Politics

As Trump Doubles Down on Coal, West Virginia Lawmakers Are Eyeing Natural Gas

Massive storage and trading hub could be on state’s horizon if Manchin and Capito get their way

Democrat Joe Manchin III and Republican Shelley Moore Capito say their state is in a prime position to host a processing facility. (Bill Clark/CQ Roll Call file photo)

As President Donald Trump readies a strategy to bail out coal and nuclear power plants in part to help reinvigorate Appalachia’s struggling coal industry, West Virginia lawmakers are working to up the state’s participation in the natural gas business.

Their effort to clear a path for the federal government’s financial participation in a massive storage and trading hub for liquids extracted from natural gas could bring more than 100,000 jobs to the state, advocates say. Those liquids are used as feedstock for plastic manufacturing, so it could also turn the state into a major chemical and industrial center as manufacturers look for a steady supply of low-cost raw materials.

To achieve that, the lawmakers have launched a series of bills and administration lobbying to protect a Department of Energy loan guarantee program primed for the chopping block by conservatives who want to get the federal government out of the energy financing game.

But there’s no small irony in the approach: Such a hub is likely to bolster an industry that has been a source of woe for West Virginia coal miners. But jobs are jobs, and for West Virginia, natural gas would represent a new chapter in its storied energy resource production history.

> **Given problem A**
Copy from the listing, unchanged, every line from the one containing "of the green" through the end of the listing.

> **Records provided**
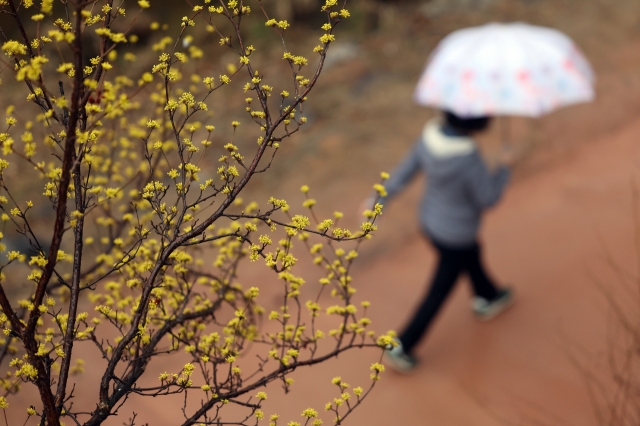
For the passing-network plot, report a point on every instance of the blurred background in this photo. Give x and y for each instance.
(565, 235)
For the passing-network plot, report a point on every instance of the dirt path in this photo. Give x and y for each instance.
(549, 238)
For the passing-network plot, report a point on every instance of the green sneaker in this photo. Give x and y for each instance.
(488, 309)
(398, 359)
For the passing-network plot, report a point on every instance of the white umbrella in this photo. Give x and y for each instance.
(505, 69)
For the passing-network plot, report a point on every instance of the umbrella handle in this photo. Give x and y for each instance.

> **Given problem B**
Condense the paragraph in the article on West Virginia and natural gas that begins "Their effort to clear a path" into a shorter version that keeps its main facts.

> **Correct output A**
For the passing-network plot, report a point on every instance of the green sneaker in this photo. Give x and y for each instance.
(488, 309)
(398, 359)
For the passing-network plot, report a point on every instance of the white umbrella in this photo. Give x and y for each instance.
(505, 69)
For the passing-network plot, report a point on every instance of the umbrella handle in this photo. Give x and y for each instance.

> **Correct output B**
According to advocates, the lawmakers' push for federal financial participation in a huge storage and trading hub for natural gas liquids could bring West Virginia more than 100,000 jobs. Because those liquids are feedstock for plastic manufacturing, the hub could also make the state a major chemical and industrial center for manufacturers seeking a steady supply of cheap raw materials.